- **Required work**:
With images excluded, write out each entry below exactly as given.

- **Source records**:
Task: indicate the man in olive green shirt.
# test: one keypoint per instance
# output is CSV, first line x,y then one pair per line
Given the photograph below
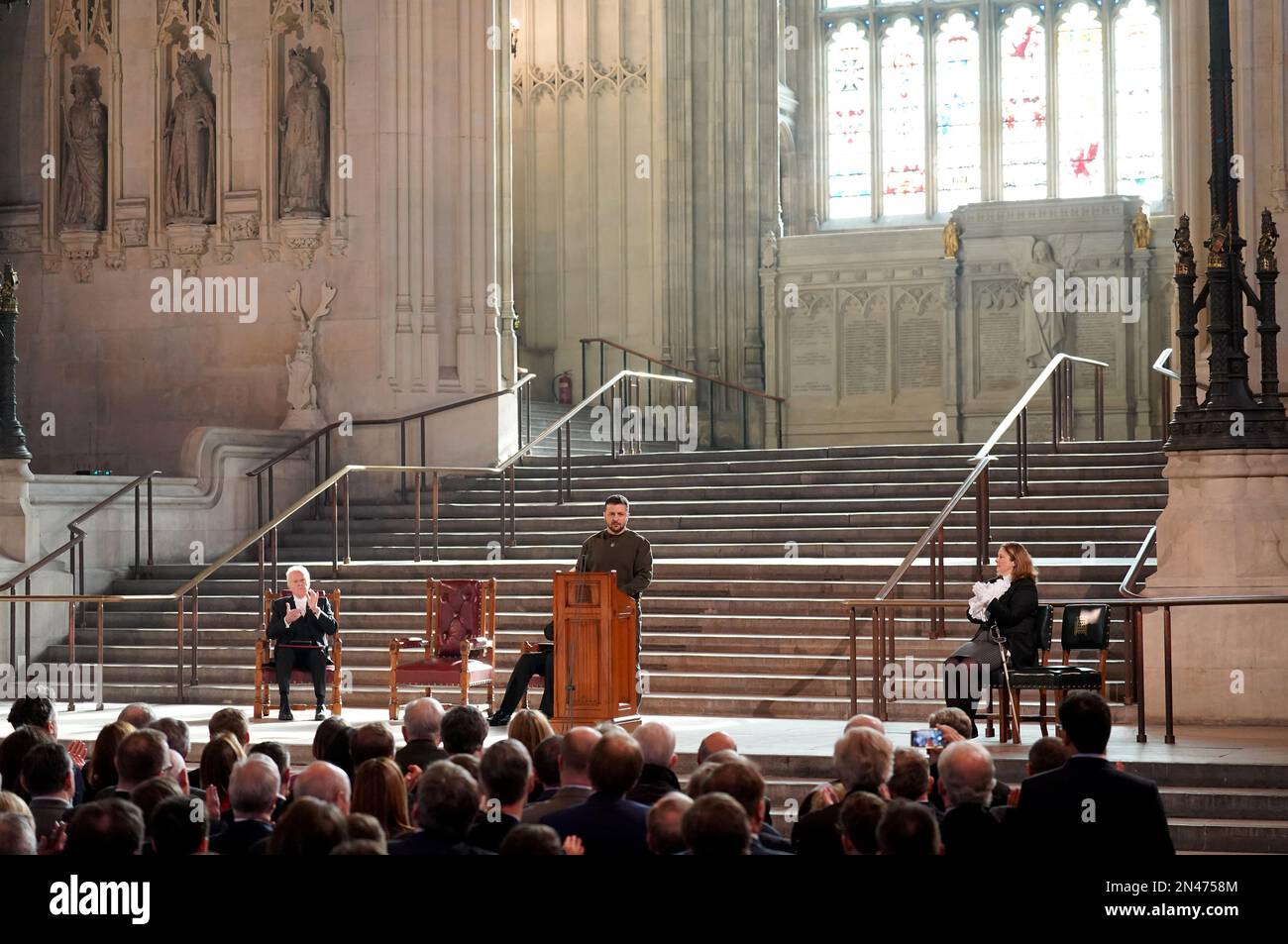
x,y
613,549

- **Task answer**:
Task: indicate the man in olive green shirt.
# test: one keypoint per instance
# output is CSV, first line x,y then one pair per line
Given the photograph below
x,y
613,549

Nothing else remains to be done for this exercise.